WHAT IS BEING ASKED:
In the daylily meeting write-up, change "partnership" to "collaboration", and give back the stretch from "First, one of" through "display of daylilies." with only that swap made.

SELECTED EXCERPT:
It was such a pleasure to listen to Margo Reed and Jim Murphy this past Saturday at the March meeting of the Richmond Area Daylily Society. For those who may not know, they are premier daylily hybridziers focusing on spiders and unusual forms. Their garden is here in Virginia and not only is it beautiful and full of daylilies you'll want to grow...but, it also is full of ideas that others might benefit from. (Click here for Woodhenge Gardens.)
First, one of the appealing things about this pair is that they know their calling. It is refreshing to hear people who are directed and not distracted. And, how could one not love their partnership; the blending of their tastes and efforts is a perfect backdrop for their talent.
Margo and Jim collaborating above...
Margo led off and took us on a tour of their garden. Jim's talents in landscape design are displayed in a garden that includes paths wide enough to allow garden vehicles in...necessary for maintenance of a garden on this scale. There is a spider deck viewing area, built by Jim for Margo as the Spider Woman of Daylilies, but nothing distracts from the awesome display of daylilies.

INFORMATION SHOWN:
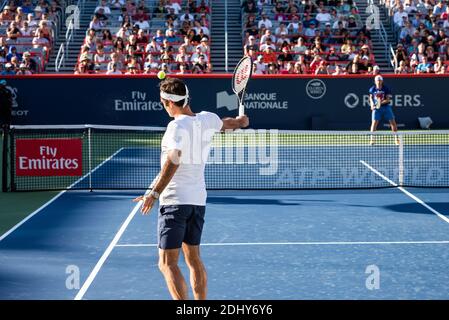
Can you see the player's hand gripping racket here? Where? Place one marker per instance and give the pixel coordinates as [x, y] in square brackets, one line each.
[242, 74]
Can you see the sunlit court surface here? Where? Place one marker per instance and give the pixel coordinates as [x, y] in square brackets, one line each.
[389, 242]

THE SOLUTION:
First, one of the appealing things about this pair is that they know their calling. It is refreshing to hear people who are directed and not distracted. And, how could one not love their collaboration; the blending of their tastes and efforts is a perfect backdrop for their talent.
Margo and Jim collaborating above...
Margo led off and took us on a tour of their garden. Jim's talents in landscape design are displayed in a garden that includes paths wide enough to allow garden vehicles in...necessary for maintenance of a garden on this scale. There is a spider deck viewing area, built by Jim for Margo as the Spider Woman of Daylilies, but nothing distracts from the awesome display of daylilies.